## Énoncé du problème 1
Dans le texte sur l'adhésion de la Suisse à l'ONU, relevez les langues dans lesquelles Kaspar Villiger annonce qu'il va s'exprimer.
## Énoncé du problème 2
D'après le texte sur l'adhésion de la Suisse à l'ONU, qu'est-ce qui faisait la principale fierté du président en ce 10 septembre 2002 ?
## Énoncé du problème 3
Poursuivez le texte sur l'adhésion de la Suisse à l'ONU à partir de sa dernière phrase.

## Texte fourni
Mais il n’a pas de souci à se faire. Le chef de la diplomatie française, Dominique de Villepin, avait d’emblée donné une tournure cordiale et chaleureuse à l’événement.

Au nom des cinq pays voisins et amis de la Suisse, il avait recommandé l’admission de ce 190e État qui, disait-il, «sera en mesure d’apporter à l’ONU toutes les qualités que nous lui connaissons».

Message sans ambiguïtés

La voix de Kaspar Villiger ne tremble pas. Sans plus attendre, il fait savoir qu’il parlera dans trois des quatre langues nationales, français, allemand et italien, une manière de montrer une Suisse qui tient à ses différentes composantes culturelles.

Il dit, brièvement, mais en toute clarté, ce qu’il pense des Nations Unies, «plus nécessaires que jamais», et d’une adhésion suisse qui n’allait pas de soi.

Il dit aussi ce qu’il a promis de dire quand les citoyens de son pays ont finalement donné leur feu vert à l’entrée de la Suisse à l’ONU, à savoir que la neutralité est et restera un instrument de sa cohésion nationale.

Il dit encore que la Suisse n’hésitera jamais à faire entendre sa voix, «même si cette voix est dérangeante», mais que ce sera toujours pour défendre les valeurs auxquelles elle tient depuis des siècles d’indépendance.

La Suisse laisse par exemple d’ores et déjà entrendre qu’elle ne soutiendrait pas une nouvelle campagne militaire contre l’Irak. Un projet de guerre qui constitue d’ailleurs l’un des thèmes centraux de cette 57e Assemblée générale des Nations Unies.

Cette réticense officielle est partagée par la population suisse. Selon un sondage représentatif effectué par le Blick, 82,5% des Suisses sont opposés à une intervention des Etats-Unis sans l’aval de l’ONU. Et 58,6% estiment qu’une telle action n’est pas justifiée, même avec l’assentiment onusien.

Ainsi en a décidé le peuple

Kaspar Villiger et Joseph Deiss avaient déjà parsemé la matinée de ce jour historique de toutes sortes de réflexions à l’adresse des journalistes de la presse suisse et internationale.

Le président ne cachait pas sa fierté. Ce 10 septembre 2002 allait être l’un des moments forts de sa vie. Mais son principal orgueil était de représenter le peuple suisse qui en avait ainsi décidé.

Dans la délégation en effet, on insistait beaucoup sur le fait que la Suisse, quand bien même était-elle la dernière à rejoindre l’ONU, était tout de même la première à l’avoir signifié par voie de démocratie directe.

Joseph Deiss, ministre des Affaires étrangères, disait lui aussi sa satisfaction. Après trois ans de campagne, le gouvernement suisse avait finalement atteint l’objectif qu’il s’était fixé.

## Lignes de données
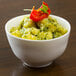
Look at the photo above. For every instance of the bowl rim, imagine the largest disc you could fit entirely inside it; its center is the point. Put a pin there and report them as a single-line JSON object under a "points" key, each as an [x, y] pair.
{"points": [[68, 32]]}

## Résultat final 1
Français, allemand, italien

## Résultat final 2
Sa principale fierté était de représenter le peuple suisse, qui avait lui-même décidé l'entrée du pays à l'ONU.

## Résultat final 3
C’est un jour important, expliquait-il, il donne un nouvel instrument à la conduite de notre politique extérieure, la Suisse pourra apporter de la valeur ajoutée dans des domaines où elle a une expertise particulière comme les droits de l’homme et le développement durable.

De son côté, le secrétaire général des Nations Unies, Kofi Annan, lui non plus ne faisait rien pour dissimuler une trop évidente fierté: «la famille des nations est désormais au complet».

Sourdine aux célébrations

Si la satisfaction et la bonne humeur étaient de mise au sein de la délégation suisse, la fête se devait toutefois de mettre quelque sourdine en raison des préparatifs de la commémoration des attentats contre le World Trade Center.

Les autorités suisses sont donc restées en contact permanent avec leurs hôtes de manière à s’assurer que les festivités qu’ils prévoyaient n’allaient pas à l’encontre des sensibilités s’exprimant autour de l’anniversaire du 11 septembre 2001.

Ce qui n’a pas empêché New York de faire à l’égard du nouveau membre de l’ONU un geste qui n’est pas passé inaperçu: le célèbre Empire State Building, qui depuis une année est illuminé aux couleurs américaines, portait lundi soir le rouge et le blanc de la Suisse.

Souvenirs, souvenirs

A noter encore, pour la petite histoire – et alors que le drapeau suisse, de facture carrée et non pas horizontale comme les autres, flotte désormais devant le siège de l’ONU – qu’il est de coutume pour un nouveau membre de laisser un cadeau souvenir.

La Suisse a donc décidé de rénover le salon où les chefs d’État ont l’habitude, tout en fignolant leurs discours, d’attendre leur tour de parole devant l’Assemblée générale.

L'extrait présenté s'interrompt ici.